*SELECTED PASSAGE*
※

Given the late date of the final regs relative to the January 1, 2014 compliance date (which is statutory), I'm thinking that Uncle Sam will be running a whole bunch of state health insurance exchanges, at least for a while.  On the one hand, January 2014 isn't exactly around the corner; on the other hand, we're talking about state bureaucracies that will either have to make or buy exchanges, and both state procurement and state hiring systems may well be described as byzantine.  Not to mention the fact that many states haven't even passed the legislation necessary to establish this new state function.  Or that many are hanging back pending the Supreme Court review of the health reform law. 

Massachusetts won't be one of those making or buying this time around, of course, since it already has an exchange (we call it the Connector) up and running under the Massachusetts health reform law. The grandfathering language in the draft regs has survived (45 CFR 155.150), so folks here in Boston won't have to tweak the Connector to comply with federal requirements, at least initially. A state with an exchange up and running since January 1, 2010, and having at least the percentage of its population covered as CBO estimated in March 2011 will be covered nationally under the ACA in 2016 (95%) may continue to run its own exchange, but will need to work with HHS to determine whether there are any areas onf noncompliance with the federal exchange regs, and work to rectify them.       

As I wrote when the draft health insurance exchange regulations were released in July:

Stepping back from the details, the naysayers will say that the state subsidies built into the exchange for eligible residents will break the camel's back -- universal coverage is a pipe dream we can't afford.  The counter-argument, of course, is that we can't afford widespread uninsurance.  

A question that remains is whether we can afford widespread underinsurance. While this set of regs is certainly long, it is not comprehensive.  About half of the reg is dedicated to matters of eligibility and enrollment.  A couple of key issues have been deferred, including the definition of the "essential health benefits" that must be offered by a "qualified health plan" or QHP -- i.e., any health plan that hopes to be listed on a state exchange. The idea is to have that set of benefits determined by reference to the local (i.e., state-level) "typical plan," which may mean the plan with the most subscribers. Carried to a logical extreme, this approach to defining QHP, while certainly respectful of market differences state to state, could end up undercutting the goals of the ACA by establishing what may be a very low threshold for coverage. This sort of state discretion runs through other aspects of the rule as well; it is not all command-and-control.

※

*WHAT TO WORK ON*
[1] According to the passage on health insurance exchanges, why won't Massachusetts need to modify its Connector to meet federal requirements, at least initially?
[2] In the passage on health insurance exchanges, how much of the regulation is devoted to eligibility and enrollment?

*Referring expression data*
※

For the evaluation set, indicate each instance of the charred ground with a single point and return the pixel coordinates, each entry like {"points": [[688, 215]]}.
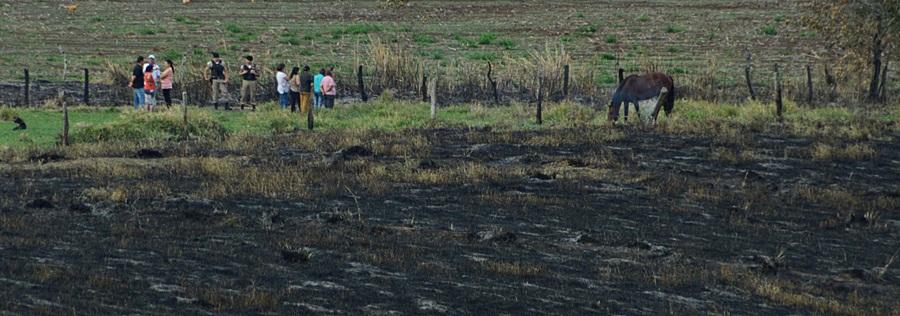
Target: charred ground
{"points": [[601, 219]]}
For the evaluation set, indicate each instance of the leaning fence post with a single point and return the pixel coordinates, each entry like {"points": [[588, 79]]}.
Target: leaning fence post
{"points": [[362, 87], [27, 88], [424, 88], [540, 119], [433, 92], [186, 132], [809, 87], [62, 102], [884, 77], [748, 75], [87, 82], [832, 84], [310, 121], [565, 82], [779, 105], [493, 83]]}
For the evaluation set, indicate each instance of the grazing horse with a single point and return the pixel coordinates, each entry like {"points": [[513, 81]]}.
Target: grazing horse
{"points": [[637, 88]]}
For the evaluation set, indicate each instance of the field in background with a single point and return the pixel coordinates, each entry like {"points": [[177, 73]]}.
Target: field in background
{"points": [[92, 125], [698, 42]]}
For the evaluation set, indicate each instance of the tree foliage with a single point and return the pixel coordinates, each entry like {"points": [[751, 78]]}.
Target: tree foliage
{"points": [[860, 33]]}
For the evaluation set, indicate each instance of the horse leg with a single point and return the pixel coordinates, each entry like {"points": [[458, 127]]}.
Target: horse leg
{"points": [[637, 109]]}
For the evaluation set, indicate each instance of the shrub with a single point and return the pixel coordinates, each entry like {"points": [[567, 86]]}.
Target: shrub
{"points": [[424, 39], [507, 44], [233, 27], [485, 56], [671, 29], [357, 29], [588, 29], [465, 42], [487, 38]]}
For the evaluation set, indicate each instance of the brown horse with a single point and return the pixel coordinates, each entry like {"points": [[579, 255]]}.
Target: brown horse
{"points": [[636, 88]]}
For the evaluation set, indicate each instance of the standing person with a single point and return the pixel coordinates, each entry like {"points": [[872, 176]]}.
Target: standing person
{"points": [[166, 81], [217, 74], [248, 85], [283, 86], [317, 89], [151, 61], [149, 87], [137, 83], [329, 90], [295, 88], [306, 82]]}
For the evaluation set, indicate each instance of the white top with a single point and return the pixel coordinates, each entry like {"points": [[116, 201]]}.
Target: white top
{"points": [[283, 85]]}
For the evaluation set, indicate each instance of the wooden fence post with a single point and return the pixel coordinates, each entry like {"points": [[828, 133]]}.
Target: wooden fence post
{"points": [[493, 83], [87, 83], [27, 88], [424, 88], [62, 101], [832, 84], [809, 88], [433, 91], [186, 133], [748, 70], [884, 77], [779, 105], [540, 109], [309, 118], [362, 87], [566, 82]]}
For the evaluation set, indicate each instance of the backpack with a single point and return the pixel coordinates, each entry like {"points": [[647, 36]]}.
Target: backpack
{"points": [[149, 83]]}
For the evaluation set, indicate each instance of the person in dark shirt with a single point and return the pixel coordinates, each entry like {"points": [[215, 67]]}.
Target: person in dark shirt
{"points": [[306, 81], [248, 85], [217, 74], [137, 83]]}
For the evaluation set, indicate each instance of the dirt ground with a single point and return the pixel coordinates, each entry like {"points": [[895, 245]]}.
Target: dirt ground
{"points": [[578, 221]]}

※

*SET OF ANSWERS*
[1] Massachusetts already has an exchange running under its own health reform law. The grandfathering language from the draft regulations survived in the final rule at 45 CFR 155.150. That provision lets a state with an exchange operating since January 1, 2010, and coverage at least at the CBO-estimated 95% level keep running its own exchange.

[2] About half of the regulation.